- Extrait du document -
.....
Les Pensées est une œuvre qui n’as jamais été terminé, le titre lui-même n’as pas été donné par Pascal. Il s’agit donc d’une œuvre singulière hors du commun qui se présente sous forme de « brouillon « c’est-a-dire des fragments préparatoire à la rédaction d’une œuvre ambitieuse, sans doute l’apologie de la religion chrétienne (référence à la conférence donnée par  Pascal à Port Royal). Ce n’est pas une œuvre posthume mais selon la formule de Michel Le Guern « les papiers d’un mort «. Y-a-t-il donc un ordre dans Les Pensées de Pascal ? 

 

1. Un désordre voulu, une œuvre « éclaté «.

 

A : Un désordre voulu par Pascal ? (fragment 472)

 

Pascal écrit lui-même : « j’écrirais ici mes pensées sans ordre… «. Il semble revendiquer le désordre des pensées, c'est-à-dire une présentation éclatée, à la manière des Maximes de Laroche Foucault. Il semble prendre également pour modèle les Essais de Montaigne (16°s) qui est une œuvre qui n’obéit pas à un plan préétablit.

 

B : Une technique de bloc note 

 

Les pensées ressemblent à une prise de notes très rapide, Pascal semble noter tout ce qui lui a l’esprit. Il fait l’expérience de la fugacité de ses pensées. Pas exemple, dans le fragment 473, il écrit : «  Pensée échappée. Je la voulais écrire. J’écris au lieu qu’elle m’est échappée. « Par la fulgurance des fragments, par la fragmentation de la présentation, Pascal traduit la fuite des choses et du temps, ce qui révèle de l’esthétique baroque qui privilégie le mouvement et non pas l’ordre. Noter ses pensées en vrac c’est tenter d’arrêter « l’écoulement universel du temps «.

 

C : L’utilisation d’une syntaxe déroutante

 

Les pensées sont une écriture bouleversante de l’urgence, les mots sont griffonnés très vite sur des bouts de papiers, les phrases sont parfois nominales et les structures syntaxiques sont remplacées par des noms, par exemple « talon soulier «, « Cléopâtre «. Il y a des fois un début de phrase, un début de discours et souvent un « etc. « ou « … « qui ne termine pas une pensée. Par exemple, dans le fragment 79 Pascal écrit « c’est là que ne pouvant trouver le juste, on a trouvé le fort, etc. «

D’autre part, on trouve aussi des ruptures de construction qui sont voulues, ce qu’on appelle anacoluthe. Par exemple dans le fragment 41, Pascal écrit « Le plus grand des philosophes du monde… « On peut dire que certains fragments relèvent même de leur hermétisme de la partie moderne. Par exemple Mallarmé ou René Char. (Fragments 187, 128, 187).
.....
- Données enregistrées -
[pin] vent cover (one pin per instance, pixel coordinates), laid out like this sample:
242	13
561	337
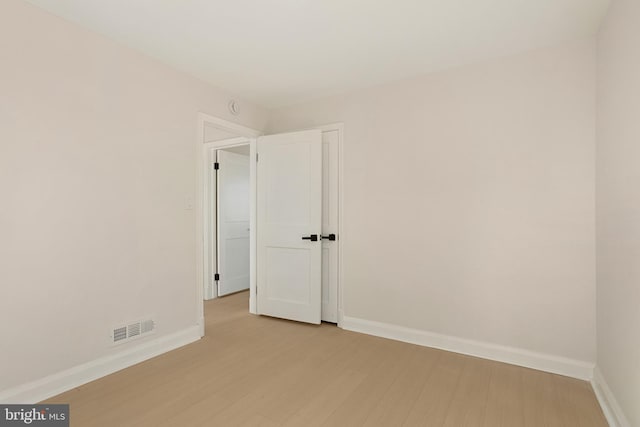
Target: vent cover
132	330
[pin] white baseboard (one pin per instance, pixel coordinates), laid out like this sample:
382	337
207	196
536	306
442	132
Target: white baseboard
608	402
55	384
515	356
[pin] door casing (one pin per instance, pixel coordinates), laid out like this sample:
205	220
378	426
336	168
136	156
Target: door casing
205	234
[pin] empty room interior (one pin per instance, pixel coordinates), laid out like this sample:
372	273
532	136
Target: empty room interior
331	213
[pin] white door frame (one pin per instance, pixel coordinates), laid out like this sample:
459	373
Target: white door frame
341	236
203	228
205	212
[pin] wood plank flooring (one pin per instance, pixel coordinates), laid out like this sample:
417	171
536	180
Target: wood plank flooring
259	371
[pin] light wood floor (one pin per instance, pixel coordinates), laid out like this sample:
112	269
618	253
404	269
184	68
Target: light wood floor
257	371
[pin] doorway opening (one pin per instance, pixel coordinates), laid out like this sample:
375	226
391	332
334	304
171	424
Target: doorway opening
223	234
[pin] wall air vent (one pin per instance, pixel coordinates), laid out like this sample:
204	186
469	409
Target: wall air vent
132	330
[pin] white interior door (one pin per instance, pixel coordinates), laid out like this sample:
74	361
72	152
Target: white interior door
330	214
289	215
233	222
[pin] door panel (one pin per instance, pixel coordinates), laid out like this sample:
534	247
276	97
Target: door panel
233	222
330	212
289	207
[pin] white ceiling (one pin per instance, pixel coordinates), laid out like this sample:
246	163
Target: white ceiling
279	52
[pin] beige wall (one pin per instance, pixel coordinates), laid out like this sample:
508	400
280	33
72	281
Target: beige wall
618	209
469	200
97	156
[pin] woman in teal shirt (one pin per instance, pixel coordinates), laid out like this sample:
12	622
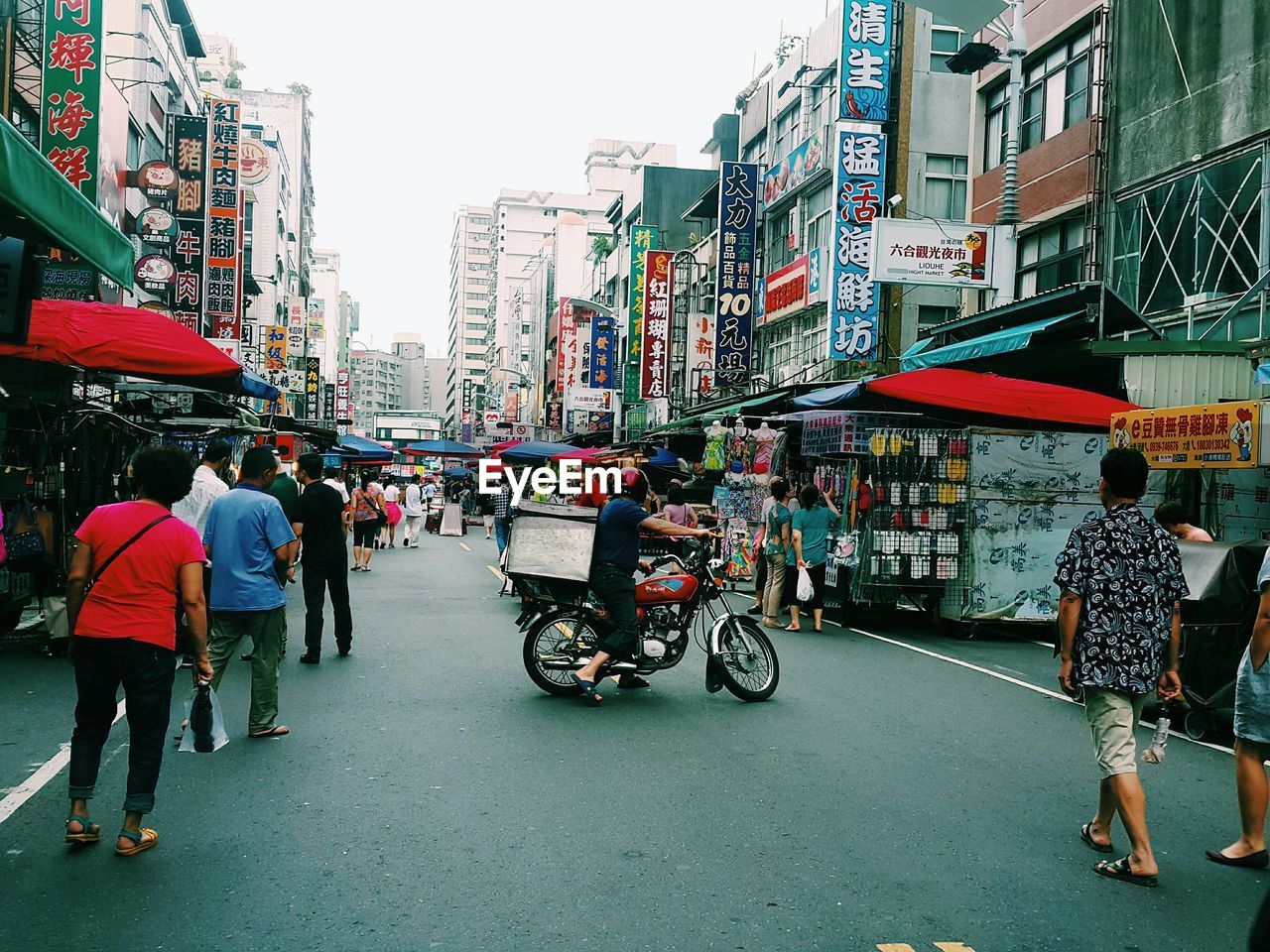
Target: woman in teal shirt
811	549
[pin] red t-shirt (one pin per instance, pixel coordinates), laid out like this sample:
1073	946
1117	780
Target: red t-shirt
136	597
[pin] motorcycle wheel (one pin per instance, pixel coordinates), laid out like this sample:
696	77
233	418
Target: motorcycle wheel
751	675
557	635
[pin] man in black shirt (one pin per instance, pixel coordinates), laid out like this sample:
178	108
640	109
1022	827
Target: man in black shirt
318	524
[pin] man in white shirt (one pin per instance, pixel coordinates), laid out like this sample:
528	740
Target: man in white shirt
208	486
413	512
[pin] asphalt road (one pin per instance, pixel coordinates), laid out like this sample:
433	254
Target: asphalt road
432	797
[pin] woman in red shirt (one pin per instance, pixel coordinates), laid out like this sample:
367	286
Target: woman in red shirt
132	563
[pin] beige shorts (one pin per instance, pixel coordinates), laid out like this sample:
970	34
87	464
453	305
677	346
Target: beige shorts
1112	716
.....
- Objectif -
Reprenez le texte sur le désordre des Pensées de Pascal et poursuivez-le à partir de sa dernière phrase. Les entrées enregistrées ne servent pas pour ce travail.

- Corrigé -
 

D : Conclusion

 

Il y a donc bien un désordre recherché par Pascal dans Les Pensées, ce désordre leur donne un charme particulier qu’apprécie le lecteur moderne mais qui désespéraient les contemporains de Pascal. Cela explique qu’on ait voulu artificiellement y remettre de l’ordre et ce qui explique aussi le nombre d’édition qui ont existé au cours des siècles. 

 

2. Une tentative de mise en ordre : les différentes éditions des Pensées.

 

A : Au 17°s

 

A la mort de Pascal, on découvre les feuillets sous forme de liasses cousues par un fil, 27 liasses classées, 33 dans le désordre et des centaines de fragments. La première réaction de l’entourage de Pascal a été de copié à l’identique les papiers trouvés puisque l’énigme du plan des pensées restait insoluble, ce qui a donné en 1760, l’Edition de Port Royal. Le titre donné est « Pensées de Mr Pascal sur la religion et quelques autres sujets.«  Cette première édition opère déjà une sélection : seuls les fragments qui se tiennent grammaticalement sont retenus, on va normaliser la syntaxe de Pascal, on modifie ce qui est déroutant, par exemple dans le fragment 126, « sanglier « qui apparaissait comme un mot vulgaire est remplacé par « cerf «. Et enfin, toutes mentions au statut du roi sont supprimées.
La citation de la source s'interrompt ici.